**PROVIDED MATERIAL**.
※

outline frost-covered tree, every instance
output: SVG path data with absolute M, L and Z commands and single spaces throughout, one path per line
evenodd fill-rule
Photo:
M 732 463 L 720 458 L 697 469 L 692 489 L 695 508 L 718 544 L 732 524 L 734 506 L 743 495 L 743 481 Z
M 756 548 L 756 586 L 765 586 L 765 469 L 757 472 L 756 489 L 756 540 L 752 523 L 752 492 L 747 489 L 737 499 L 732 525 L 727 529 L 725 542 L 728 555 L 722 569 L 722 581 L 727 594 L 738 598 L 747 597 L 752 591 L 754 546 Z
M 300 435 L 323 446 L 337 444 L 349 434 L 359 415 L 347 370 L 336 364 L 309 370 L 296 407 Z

※

**WRITTEN EXERCISE**. Please duplicate the entries above word for word, including every line.

**RESPONSE TO THE TASK**.
outline frost-covered tree, every instance
output: SVG path data with absolute M, L and Z commands and single spaces throughout, one path per line
evenodd fill-rule
Photo:
M 732 463 L 720 458 L 697 469 L 692 489 L 695 508 L 718 544 L 732 524 L 734 506 L 743 495 L 743 481 Z
M 756 548 L 756 586 L 765 586 L 765 469 L 757 472 L 756 489 L 756 540 L 752 523 L 752 492 L 747 489 L 737 499 L 732 525 L 727 529 L 725 542 L 728 555 L 722 569 L 722 581 L 727 594 L 738 598 L 747 597 L 752 591 L 754 546 Z
M 300 435 L 323 446 L 337 444 L 349 434 L 359 415 L 347 370 L 336 364 L 309 370 L 296 407 Z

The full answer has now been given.